*EXCERPTED DATA*

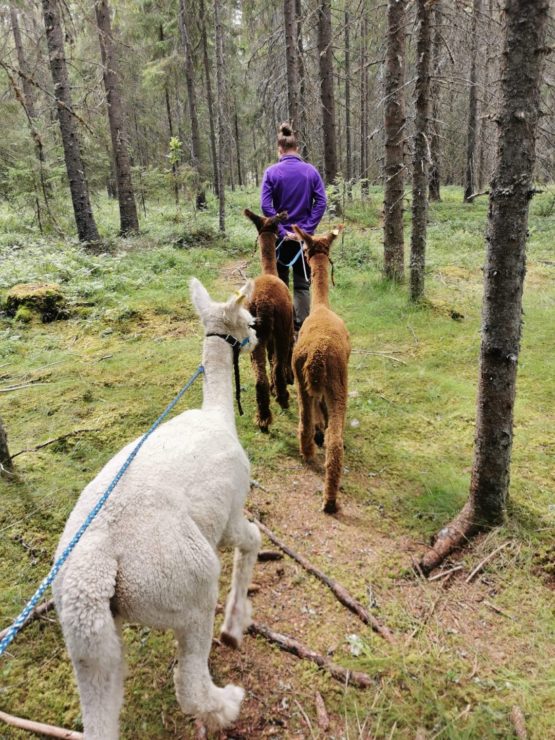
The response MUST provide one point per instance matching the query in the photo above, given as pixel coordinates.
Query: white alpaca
(150, 555)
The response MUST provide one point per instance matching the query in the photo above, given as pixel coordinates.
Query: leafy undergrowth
(466, 653)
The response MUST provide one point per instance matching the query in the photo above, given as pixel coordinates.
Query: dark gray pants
(301, 284)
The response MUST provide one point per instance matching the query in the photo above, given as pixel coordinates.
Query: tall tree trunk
(84, 219)
(192, 100)
(237, 145)
(5, 459)
(325, 51)
(302, 80)
(129, 220)
(435, 90)
(510, 194)
(292, 62)
(420, 153)
(364, 103)
(348, 150)
(209, 96)
(469, 180)
(220, 85)
(394, 124)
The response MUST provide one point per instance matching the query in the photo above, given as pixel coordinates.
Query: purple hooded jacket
(295, 186)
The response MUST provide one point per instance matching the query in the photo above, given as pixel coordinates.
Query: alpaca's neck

*EXERCISE INSTRUCTIONS*
Print all of the rows above word for word, leaving the picture out.

*ANSWER TO THE TASK*
The response MUST provide one point per instance matching the query in the photo above, given as pixel coordinates.
Query: white alpaca
(150, 555)
The response MUST provide one point per instance matching the query in the photo above, given as pixel coordinates.
Query: leafy undergrowth
(466, 653)
The response MUST provide one point per instance matching the query in the photo above, given as pixel coordinates.
Query: dark gray pants
(301, 284)
The response MUST provide one point per instance matching the query in the photo above, given as pixel coordinates.
Query: tall tree trunk
(84, 219)
(192, 100)
(237, 145)
(5, 459)
(325, 51)
(302, 80)
(129, 220)
(435, 90)
(510, 194)
(292, 62)
(420, 153)
(364, 103)
(348, 150)
(209, 96)
(469, 180)
(220, 85)
(394, 124)
The response MUST provide one point per instance matching the query in the photo above, given as pixel coordinates.
Query: purple hooded jacket
(295, 186)
The response MUST provide one point per instance matching the query in the photo above, given as pixel coordinates.
Query: alpaca's neck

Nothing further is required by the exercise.